-- begin Text --
Place looks great. I love them horses, I have always wanted some...
Ryan


----------



## avmcalister

*Your place*

Hey Andy
Great looking place and great location,I looked on the map and see that you are near Baton Rouge and New Orleans.
I realize grass looks greener on other side of fence but your place looks great. Up here in central Alabama is a great place to live also.

Later
Avery


----------



## Stewart

Where is the tractor in the pictures???? What is up with that!

Nice setup Andy! Thanks for posting them!eace:


----------



## Michael

Nice place Andy. But I couldn't leave the west coast. My wife is a Filipina and just loves the fact she can get all the native foods from the Philippines cheap here. I did find a place we will live for the rest of our lives 85 miles north of Seattle that is rural and peaceful (our current home) 6 years ago.


----------



## Chris

*Re: Your place*



> _Originally posted by avmcalister _
> *Hey Andy
> Great looking place and great location,I looked on the map and see that you are near Baton Rouge and New Orleans.
> I realize grass looks greener on other side of fence but your place looks great. Up here in central Alabama is a great place to live also.
-- end Text --
-- begin Data lines --
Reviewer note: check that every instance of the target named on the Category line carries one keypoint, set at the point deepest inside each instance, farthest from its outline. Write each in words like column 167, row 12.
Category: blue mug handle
-- end Data lines --
> Work to do
1: List every username that appears as a post heading in the thread about Andy's place.
2: Repeat word for word the part of the thread about Andy's place that starts at "Nice place Andy." and ends at "6 years ago.".
3: Does the thread about Andy's place support each statement? Answer yes or no for each and quote the words that decide it.
(a) Avery lives in central Alabama.
(b) Michael's current home is south of Seattle.
(c) Ryan has always wanted horses.

> Solved problems
1:
avmcalister
Stewart
Michael
Chris

2:
Nice place Andy. But I couldn't leave the west coast. My wife is a Filipina and just loves the fact she can get all the native foods from the Philippines cheap here. I did find a place we will live for the rest of our lives 85 miles north of Seattle that is rural and peaceful (our current home) 6 years ago.

3:
(a) Yes: "Up here in central Alabama is a great place to live also."
(b) No: "85 miles north of Seattle"
(c) Yes: "I love them horses, I have always wanted some..."